Given request: Write out the passage of the Seattle grocery access text between "Last year, Walk" and "store sell produce.", inclusive.

Page:

· · · · · · ·

Human settlements are built on the bedrock of food access. Without adequate sustenance, urban environments cannot flourish. People will travel long distances to ensure that they are adequately fed, and so it’s no surprise that rural and suburban dwelling will often traverse many miles to the nearest food source. But urbanities would appear to have an especially unique advantage of food access on their side. After all, dense urban environments naturally mean an increased density of food sources and less distance between them. But access to food is not entirely equal in Seattle, and data from Walk Score shows it.

Last year, Walk Score set out to determine the access and diversity of grocery stores in major cities across the country using their walking algorithm. They wanted to see where food deserts and food havens were. Walk Score identified grocery stores by using a variety of data sources (in-house, Localeze, and Google). They also defined what their criteria would be for identifying individual grocery stores. They decided to limit their search for grocery stores by excluding convenience stores and requiring that a food store sell produce.

On the face of it, that seems like fairly reasonable criteria. Convenience stores may not offer a diversity of products to truly sustain the needs for an affordable and varied diet. Yet, a grocery store that sells produce is likely to have a wider diversity of goods that range in quality. With that in mind, let’s look at what Walk Score found for Seattle food access and choice.

Choice and Access maps

Walk Score’s data looks at grocery stores in two differing ways: choice and access. The first of these, grocery store choice is shown as a heatmap. The greener the color, the more choice a particular area has for grocery stores while extent of the red-to-green color shows the related walkshed being analyzed. Meanwhile, the grocery store access map series depicted solely as green to the areas with access to at least one grocery store.

Walk Score’s most recent data would suggest that there are 401 grocery stores within the city limits. When it comes to access, Seattle seems to score pretty well in the 10-minute and 15-minute walkshed maps below, with 70% and 87% of residents having access respectively. When it comes to choice, the 15-minute walkshed map provides more than twice as many grocery store choices for the average resident than the 10-minute walkshed map. With only 2.78 grocery stores within a 10-minute walk, the diversity of choice for the average resident seems modest.

5-minute walkshed

The 5-minute walkshed maps seem to be a mixed bag. On the one hand, Downtown Seattle has relatively good access and choice to grocery stores. Belltown is the shining star here in both regards. But, only 31% of Seattle residents actually have access to a grocery store within a 5-minute walk of their homes. Even worse, most residents end up with a very low ratio for grocery store choice, which stands at 0.64 grocery stores within a 5-minute walkshed.

5-Minute Choice 5-Minute Access

10-minute walkshed

Within a 10-minute walkshed, things get considerably better for Seattle. Urban centers and urban villages appear to have the best variety of grocery stores. Accessibility to grocery stores is more than twice the 5-minute walkshed with 70% of residents being able to walk to a grocery store in 10 minutes. Areas of the city that still fall outside of the 10-minute walkshed tend to be located at the fringes of the city. Although, some significant areas toward the interior of the city stand out like High Point, Ravenna, and Delridge. (Keep in mind that many areas near the Seattle city limits like White Center and Skyway are under other jurisdictions and are therefore excluded from the Walk Score analysis.)

· · · · · · ·

Records:
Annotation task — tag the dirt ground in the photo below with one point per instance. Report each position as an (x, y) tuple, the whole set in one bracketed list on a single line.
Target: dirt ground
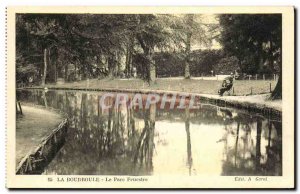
[(32, 127)]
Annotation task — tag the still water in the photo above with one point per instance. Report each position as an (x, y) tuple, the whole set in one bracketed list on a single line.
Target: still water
[(209, 140)]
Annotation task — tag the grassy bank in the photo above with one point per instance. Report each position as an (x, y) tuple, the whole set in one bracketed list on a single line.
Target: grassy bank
[(241, 87)]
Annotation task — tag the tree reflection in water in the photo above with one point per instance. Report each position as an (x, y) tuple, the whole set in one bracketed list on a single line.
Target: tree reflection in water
[(131, 141)]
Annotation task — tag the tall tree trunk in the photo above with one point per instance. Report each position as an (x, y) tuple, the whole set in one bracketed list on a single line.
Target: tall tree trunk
[(188, 141), (189, 23), (258, 144), (152, 69), (111, 65), (66, 72), (277, 92), (45, 67)]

· · · · · · ·

Answer below:
Last year, Walk Score set out to determine the access and diversity of grocery stores in major cities across the country using their walking algorithm. They wanted to see where food deserts and food havens were. Walk Score identified grocery stores by using a variety of data sources (in-house, Localeze, and Google). They also defined what their criteria would be for identifying individual grocery stores. They decided to limit their search for grocery stores by excluding convenience stores and requiring that a food store sell produce.